» Set problem
Copy the items below verbatim, from the line with "[trace] balcony -> outlines" up to and including the line with "[[442,570],[444,10],[2,5],[0,568]]". Leave the picture lines out of your copy.

■ ■ ■ ■ ■

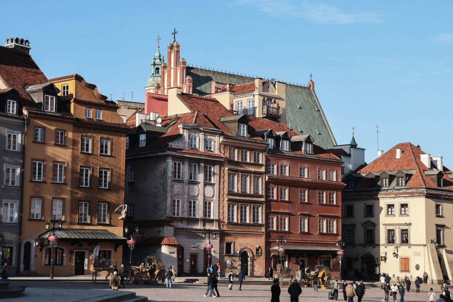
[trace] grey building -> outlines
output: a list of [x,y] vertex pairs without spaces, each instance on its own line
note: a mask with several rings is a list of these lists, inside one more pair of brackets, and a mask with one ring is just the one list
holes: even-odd
[[24,183],[24,131],[27,119],[22,115],[23,101],[14,88],[0,89],[0,243],[1,264],[8,263],[10,275],[19,271],[20,218]]

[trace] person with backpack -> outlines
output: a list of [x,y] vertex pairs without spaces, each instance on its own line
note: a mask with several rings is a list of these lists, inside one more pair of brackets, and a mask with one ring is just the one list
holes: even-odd
[[120,288],[120,283],[121,280],[120,276],[118,275],[117,272],[113,272],[113,275],[110,278],[110,288],[114,291],[117,291],[118,288]]

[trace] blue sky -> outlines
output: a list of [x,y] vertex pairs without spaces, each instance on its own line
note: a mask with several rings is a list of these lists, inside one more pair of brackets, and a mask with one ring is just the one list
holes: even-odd
[[[0,38],[30,41],[48,77],[77,73],[143,101],[158,35],[176,27],[188,64],[304,83],[338,144],[352,128],[368,162],[403,142],[453,168],[453,2],[8,1]],[[164,53],[166,54],[166,53]]]

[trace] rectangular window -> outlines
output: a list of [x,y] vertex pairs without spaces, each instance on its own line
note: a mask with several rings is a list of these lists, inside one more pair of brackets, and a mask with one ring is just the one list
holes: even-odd
[[299,177],[301,177],[303,178],[307,178],[307,167],[299,167]]
[[326,170],[324,169],[318,169],[318,179],[326,179]]
[[20,136],[19,133],[10,130],[6,130],[6,150],[9,151],[20,151]]
[[227,218],[228,222],[236,222],[236,205],[228,204],[228,215]]
[[288,176],[288,165],[280,164],[280,175]]
[[387,205],[387,215],[395,215],[395,205]]
[[140,134],[140,142],[139,147],[145,147],[146,144],[146,134]]
[[211,219],[212,218],[212,201],[204,201],[204,206],[203,207],[203,212],[205,218]]
[[44,110],[54,112],[55,111],[55,97],[45,96],[44,97]]
[[64,144],[65,131],[64,130],[55,130],[55,144],[58,145]]
[[241,136],[247,136],[247,125],[244,124],[239,124],[239,132],[238,134]]
[[205,139],[204,148],[207,151],[212,151],[212,140]]
[[299,189],[299,201],[307,202],[307,189]]
[[214,182],[214,171],[212,166],[210,165],[204,165],[204,182]]
[[197,217],[197,201],[189,201],[189,217],[193,218]]
[[84,201],[79,202],[79,222],[88,223],[88,203]]
[[335,192],[329,191],[329,204],[334,205],[335,202]]
[[282,150],[283,151],[289,151],[289,142],[288,141],[282,141]]
[[173,178],[181,179],[183,176],[181,173],[181,167],[183,163],[181,162],[173,162]]
[[198,164],[189,164],[189,180],[198,181]]
[[253,194],[261,194],[261,177],[253,177]]
[[387,243],[395,243],[395,230],[387,230]]
[[261,223],[261,206],[260,206],[252,207],[252,222]]
[[270,187],[268,192],[269,199],[275,199],[275,187]]
[[91,151],[91,138],[88,136],[82,136],[81,152],[89,153]]
[[306,217],[299,217],[299,232],[307,232],[307,222],[308,221],[308,218]]
[[34,160],[32,166],[31,180],[38,182],[43,181],[44,180],[43,178],[44,162]]
[[34,141],[43,143],[44,141],[44,129],[40,128],[34,129]]
[[135,181],[135,169],[129,169],[129,181]]
[[275,229],[275,216],[269,216],[269,230]]
[[106,139],[101,139],[101,152],[102,155],[108,155],[110,154],[110,140]]
[[241,192],[248,193],[250,184],[248,175],[241,176]]
[[68,95],[69,91],[69,85],[66,84],[61,86],[61,96],[66,96]]
[[5,186],[18,186],[19,185],[19,171],[18,166],[5,165],[5,177],[3,184]]
[[2,222],[15,223],[17,222],[17,200],[3,200],[3,212],[2,214]]
[[255,163],[261,163],[261,152],[253,151],[253,162]]
[[249,206],[247,205],[241,205],[241,222],[248,223],[249,222]]
[[249,150],[241,150],[241,162],[249,161]]
[[335,170],[329,170],[329,180],[332,181],[333,182],[335,181],[336,180],[336,171]]
[[288,230],[288,217],[286,216],[280,216],[280,230]]
[[236,174],[229,173],[228,174],[228,191],[229,192],[236,192]]
[[109,188],[110,172],[108,169],[99,169],[99,187],[101,189]]
[[91,169],[82,167],[80,168],[80,187],[90,187],[90,174]]
[[288,200],[288,188],[280,188],[280,200]]
[[53,163],[53,181],[63,182],[64,178],[64,164],[63,163]]
[[107,223],[108,220],[108,206],[104,202],[97,204],[97,223]]
[[8,100],[6,105],[6,113],[16,114],[17,110],[17,102],[12,100]]
[[270,163],[268,169],[268,171],[269,174],[275,175],[275,163]]
[[318,232],[326,232],[326,220],[324,218],[319,218],[318,221]]
[[41,206],[43,200],[41,198],[32,198],[30,207],[30,219],[41,219]]
[[176,217],[179,217],[181,215],[181,199],[173,198],[172,204],[171,215]]
[[402,203],[400,206],[400,213],[401,215],[407,215],[409,214],[409,208],[407,203]]
[[52,219],[63,219],[63,201],[61,199],[52,200]]
[[326,203],[326,192],[318,191],[318,203]]
[[228,149],[228,158],[231,160],[236,160],[236,149],[229,147]]

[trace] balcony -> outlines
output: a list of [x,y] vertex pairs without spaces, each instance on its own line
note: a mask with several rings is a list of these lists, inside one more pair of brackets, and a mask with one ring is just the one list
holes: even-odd
[[271,107],[268,105],[263,106],[263,117],[279,118],[280,117],[280,107]]

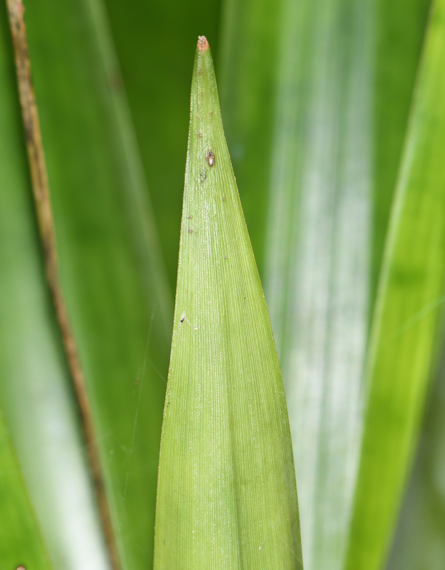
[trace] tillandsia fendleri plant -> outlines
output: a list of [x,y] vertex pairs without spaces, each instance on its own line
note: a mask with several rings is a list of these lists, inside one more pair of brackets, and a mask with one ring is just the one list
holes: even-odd
[[442,570],[444,10],[2,5],[0,568]]

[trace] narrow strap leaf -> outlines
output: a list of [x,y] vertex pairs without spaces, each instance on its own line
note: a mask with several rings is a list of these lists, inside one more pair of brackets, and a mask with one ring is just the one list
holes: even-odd
[[348,570],[378,570],[385,561],[445,303],[445,1],[433,8],[373,325]]
[[278,359],[201,37],[154,568],[300,568],[297,509]]

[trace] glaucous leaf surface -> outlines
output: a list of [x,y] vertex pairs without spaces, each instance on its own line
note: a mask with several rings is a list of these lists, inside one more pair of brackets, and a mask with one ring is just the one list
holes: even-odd
[[445,564],[445,370],[429,395],[414,469],[387,570],[442,570]]
[[445,273],[444,68],[439,0],[418,75],[373,324],[348,570],[377,570],[385,561],[434,371]]
[[265,293],[307,570],[341,567],[360,445],[372,211],[372,3],[283,4]]
[[0,7],[0,565],[107,570],[77,410],[40,255],[12,44]]
[[374,70],[372,307],[430,0],[378,0]]
[[284,392],[210,51],[191,90],[154,568],[301,568]]
[[124,569],[153,560],[166,279],[100,1],[26,13],[67,302]]
[[294,451],[307,568],[344,556],[354,467],[336,454],[357,453],[360,363],[428,3],[223,4],[226,132],[291,426],[305,435]]
[[220,0],[105,3],[174,291],[196,38],[217,46]]
[[0,512],[2,566],[50,570],[52,566],[2,417],[0,418]]

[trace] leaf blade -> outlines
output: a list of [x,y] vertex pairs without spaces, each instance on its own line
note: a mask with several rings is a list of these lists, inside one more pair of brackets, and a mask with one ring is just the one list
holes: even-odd
[[[434,5],[379,284],[369,395],[346,567],[383,563],[434,365],[443,302],[445,3]],[[385,410],[383,414],[382,410]]]
[[181,235],[154,568],[300,568],[281,374],[205,38]]

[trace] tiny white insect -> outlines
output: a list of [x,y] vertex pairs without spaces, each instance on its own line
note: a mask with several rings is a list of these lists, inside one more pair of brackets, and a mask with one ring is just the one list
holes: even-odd
[[185,311],[181,315],[181,324],[182,324],[182,323],[184,322],[185,320],[186,320],[187,322],[189,323],[189,324],[190,324],[190,321],[187,318],[187,315],[185,314]]

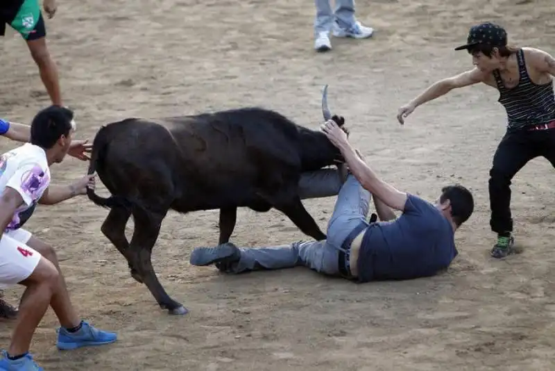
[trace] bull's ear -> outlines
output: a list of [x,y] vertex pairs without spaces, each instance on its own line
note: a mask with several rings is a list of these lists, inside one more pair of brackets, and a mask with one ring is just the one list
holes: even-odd
[[345,117],[343,116],[338,116],[337,115],[334,115],[332,117],[332,119],[337,124],[337,126],[339,127],[343,126],[343,124],[345,124]]

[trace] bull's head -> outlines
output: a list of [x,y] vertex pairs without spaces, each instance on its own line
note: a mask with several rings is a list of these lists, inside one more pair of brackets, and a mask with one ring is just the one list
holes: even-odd
[[322,115],[324,116],[324,120],[328,121],[332,119],[337,125],[341,128],[341,130],[345,131],[347,136],[349,135],[349,131],[343,126],[345,124],[345,118],[343,116],[338,116],[336,115],[332,115],[330,110],[330,107],[327,106],[327,84],[324,85],[324,91],[322,92]]

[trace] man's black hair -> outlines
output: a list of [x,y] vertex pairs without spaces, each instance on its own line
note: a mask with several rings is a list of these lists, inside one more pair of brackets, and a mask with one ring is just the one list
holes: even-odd
[[40,110],[31,124],[31,144],[52,148],[60,137],[69,135],[73,118],[73,111],[65,107],[51,106]]
[[474,211],[474,197],[470,190],[460,184],[447,186],[441,188],[439,201],[442,204],[449,200],[451,204],[451,216],[456,226],[466,222]]

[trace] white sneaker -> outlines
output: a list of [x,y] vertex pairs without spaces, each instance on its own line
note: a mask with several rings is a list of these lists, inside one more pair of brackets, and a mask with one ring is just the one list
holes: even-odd
[[314,49],[316,51],[327,51],[332,49],[332,43],[330,41],[330,36],[327,32],[321,32],[318,34],[314,42]]
[[333,35],[336,38],[352,38],[355,39],[366,39],[374,33],[374,28],[362,26],[357,22],[349,28],[343,28],[337,22],[334,22]]

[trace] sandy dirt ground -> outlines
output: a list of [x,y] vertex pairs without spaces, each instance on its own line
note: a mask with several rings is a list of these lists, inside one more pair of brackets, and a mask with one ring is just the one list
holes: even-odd
[[[49,311],[32,345],[46,370],[555,369],[552,166],[536,158],[515,178],[522,254],[493,260],[488,172],[505,126],[497,93],[467,88],[419,108],[404,126],[395,118],[434,80],[470,67],[469,56],[453,48],[474,23],[500,22],[512,42],[555,52],[551,1],[359,0],[358,17],[376,28],[373,40],[334,39],[325,54],[312,49],[312,1],[59,3],[47,21],[49,45],[79,138],[130,116],[250,105],[317,128],[328,83],[332,108],[384,179],[430,199],[461,182],[475,192],[476,209],[457,233],[460,255],[447,273],[364,285],[302,267],[226,277],[191,267],[191,250],[217,240],[217,212],[171,213],[153,263],[169,293],[190,310],[174,317],[131,279],[101,233],[106,210],[86,197],[40,207],[27,226],[56,246],[75,305],[119,335],[110,346],[58,352]],[[49,103],[37,72],[19,35],[8,33],[0,48],[0,113],[28,122]],[[69,158],[53,167],[53,178],[69,182],[86,167]],[[334,201],[305,204],[324,229]],[[280,213],[250,210],[240,211],[232,237],[239,246],[305,238]],[[22,292],[6,295],[15,303]],[[5,347],[12,325],[0,326]]]

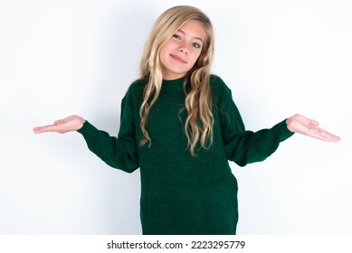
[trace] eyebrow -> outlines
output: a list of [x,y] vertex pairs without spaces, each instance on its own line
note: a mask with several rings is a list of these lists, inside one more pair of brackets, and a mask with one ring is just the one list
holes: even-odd
[[[180,32],[180,33],[186,34],[186,33],[185,33],[184,31],[182,31],[181,29],[177,30],[177,32]],[[201,41],[202,42],[203,42],[203,39],[200,38],[200,37],[194,37],[194,39],[199,40],[199,41]]]

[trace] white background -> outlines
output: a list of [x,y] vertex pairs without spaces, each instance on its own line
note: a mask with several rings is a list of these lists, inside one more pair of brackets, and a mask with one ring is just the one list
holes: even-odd
[[351,234],[352,2],[0,2],[0,234],[140,234],[139,172],[114,170],[77,133],[34,135],[78,114],[117,135],[120,100],[166,8],[204,10],[213,70],[248,129],[301,113],[342,136],[295,135],[240,168],[239,234]]

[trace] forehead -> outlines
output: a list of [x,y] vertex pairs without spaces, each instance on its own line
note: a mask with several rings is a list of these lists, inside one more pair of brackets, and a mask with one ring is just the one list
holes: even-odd
[[178,29],[178,31],[195,39],[200,39],[202,41],[205,41],[205,25],[202,22],[197,20],[187,21],[180,29]]

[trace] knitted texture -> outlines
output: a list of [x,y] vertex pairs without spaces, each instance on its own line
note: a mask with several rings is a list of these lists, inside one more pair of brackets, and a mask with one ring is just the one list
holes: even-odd
[[240,166],[263,161],[293,133],[285,120],[271,129],[245,130],[231,90],[212,75],[214,144],[197,148],[192,156],[184,129],[184,82],[163,81],[147,124],[150,145],[139,145],[145,80],[132,83],[122,99],[118,136],[88,121],[78,132],[109,165],[127,173],[140,168],[143,234],[235,234],[237,181],[228,161]]

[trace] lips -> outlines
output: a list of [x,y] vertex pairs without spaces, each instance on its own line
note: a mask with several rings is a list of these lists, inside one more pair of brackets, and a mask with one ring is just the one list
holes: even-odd
[[179,62],[179,63],[187,63],[186,61],[185,61],[184,59],[180,58],[180,57],[177,57],[174,54],[170,54],[171,58],[174,59],[176,61]]

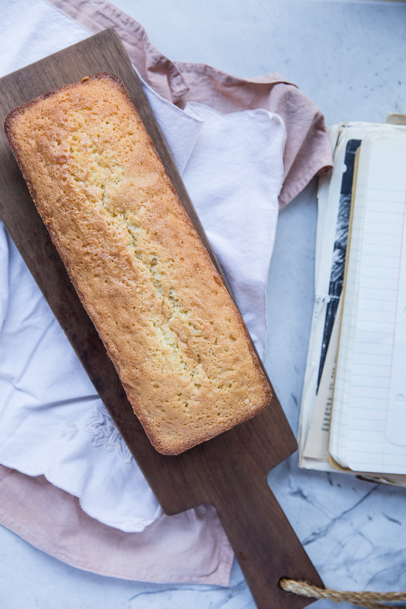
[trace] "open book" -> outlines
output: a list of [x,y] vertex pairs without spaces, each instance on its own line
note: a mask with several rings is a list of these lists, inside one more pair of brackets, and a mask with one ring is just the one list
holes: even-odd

■ ■ ■ ■ ■

» Written answer
[trace] balcony -> outlines
output: a list of [x,y] vertex pairs without spaces, each instance on its own line
note: a mask with several rings is a list of these lists, inside one more pair of brackets, and a mask with one ring is just the one list
holes: even-odd
[[271,107],[268,105],[263,106],[263,117],[279,118],[280,117],[280,107]]

[trace] tillandsia fendleri plant -> outlines
output: a list of [x,y] vertex pairs without spaces, each instance on its own line
note: a mask with several rings is a list of these lists, inside one more pair of brackets, and a mask with one ring is just the one list
holes: even-odd
[[442,570],[444,10],[2,5],[0,568]]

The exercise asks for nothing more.